Consigne: Pour chaque affirmation, dites si elle concorde avec le texte sur l'abattage rituel, puis justifiez par oui ou par non en recopiant les mots décisifs du texte. 1. Dans l'abattage classique, l'animal est rendu inconscient avant sa mise à mort. 2. L'étourdissement empêche l'évacuation du sang de l'animal. 3. Les abattoirs n'ont besoin d'aucun équipement particulier pour pratiquer l'abattage rituel.

L'abattage rituel est la mise à mort d'un animal dans un contexte religieux qui impose certaines façons de procéder ; la viande de l’animal ainsi abattu est destinée à la consommation des pratiquants concernés. L’un des impératifs consiste à tuer l’animal en pleine conscience, en le saignant à la gorge à l'aide d'un couteau.

Ce qui oppose l'abattage rituel à un abattage classique, c’est que ce dernier s'effectue sur un animal rendu inconscient par des méthodes d'étourdissement. L'abattage classique (normal ou conventionnel) répond à la réglementation actuelle qui demande à ce qu'un étourdissement préalable soit effectué sur l'animal lors de son abattage. L'animal doit être plongé dans un état d'inconscience jusqu'à sa mort, dans le souci de lui éviter des souffrances.

A contrario, dans le cadre de l'abattage rituel, pour que soit autorisée à la consommation des pratiquants la chair d'un animal, il ne doit être ni déjà mort ni blessé au moment de son abattage, suivant des prescriptions de textes religieux. De ce fait, une interprétation de ces textes conduit les pratiquants de l'abattage rituel à rejeter l'emploi des méthodes d'étourdissement. Ces derniers par exemple doutent de l'état de l'animal au moment de l’étourdissement : on ne sait pas s’il est vivant ou mort. L'interdiction de consommer du sang conduit également les pratiquants de l'abattage sans étourdissement à penser qu'il faut égorger vivant l'animal pour qu'il se vide de son sang. Pourtant, l'étourdissement d'un animal ne gêne en rien l'évacuation du sang, puisqu'il est saigné à la gorge, et rapidement après l'étourdissement. De plus, le cœur continu de battre, effectuant son rôle de « pompe » et permettant lors de la saignée une évacuation du sang par jet des artères et veines jugulaires. L'étourdissement n'étant pas la mise à mort de l'animal, c'est la saignée qui met fin à la vie de l'animal.

Pratique du rituel

Pour que les demandeurs puissent pratiquer l'abattage rituel, les abattoirs doivent être dotés d’un équipement spécifique. Il en est de même pour le tueur, qui doit posséder un agrément de « sacrificateur habilité ». La technique d'abattage rituel diffère de celle de l'abattage classique ; il en est de même pour la commercialisation des viandes, qui suivent des circuits propres.

(Extraits de données)
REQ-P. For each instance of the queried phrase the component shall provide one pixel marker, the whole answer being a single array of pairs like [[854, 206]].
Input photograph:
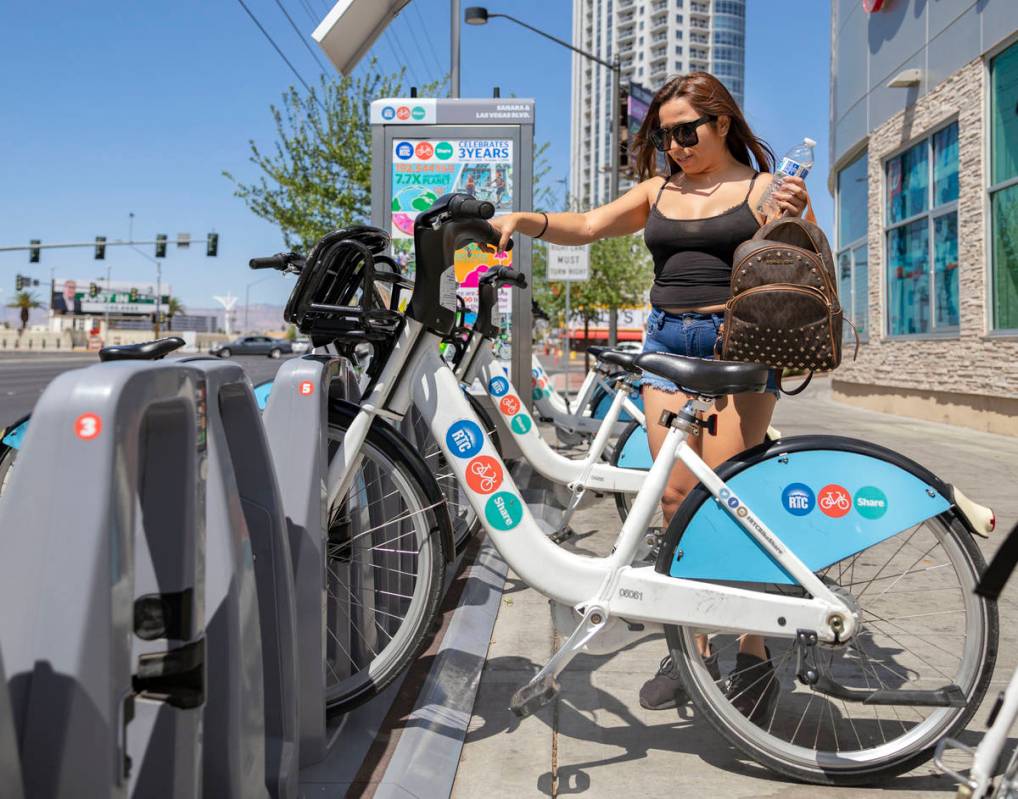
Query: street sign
[[568, 264]]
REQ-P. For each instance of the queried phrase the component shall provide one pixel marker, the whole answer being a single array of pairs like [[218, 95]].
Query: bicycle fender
[[14, 435], [826, 498]]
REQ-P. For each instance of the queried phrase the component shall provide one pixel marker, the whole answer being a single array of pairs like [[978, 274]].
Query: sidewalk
[[597, 741]]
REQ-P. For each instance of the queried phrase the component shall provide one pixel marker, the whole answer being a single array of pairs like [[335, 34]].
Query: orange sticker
[[509, 405], [834, 500], [484, 474], [88, 426]]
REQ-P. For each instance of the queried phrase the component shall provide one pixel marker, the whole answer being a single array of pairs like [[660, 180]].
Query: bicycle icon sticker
[[484, 474]]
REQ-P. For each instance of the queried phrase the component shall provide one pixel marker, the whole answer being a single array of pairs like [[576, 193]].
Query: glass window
[[946, 165], [908, 279], [1005, 283], [946, 269], [922, 254], [853, 189], [908, 183], [1004, 120]]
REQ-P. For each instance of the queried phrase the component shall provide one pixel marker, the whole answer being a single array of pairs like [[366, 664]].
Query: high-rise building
[[655, 40]]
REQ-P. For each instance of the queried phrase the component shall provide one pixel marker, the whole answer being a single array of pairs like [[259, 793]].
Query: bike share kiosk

Corrigé:
1. Oui : « ce dernier s'effectue sur un animal rendu inconscient par des méthodes d'étourdissement ».
2. Non : « l'étourdissement d'un animal ne gêne en rien l'évacuation du sang ».
3. Non : « les abattoirs doivent être dotés d’un équipement spécifique ».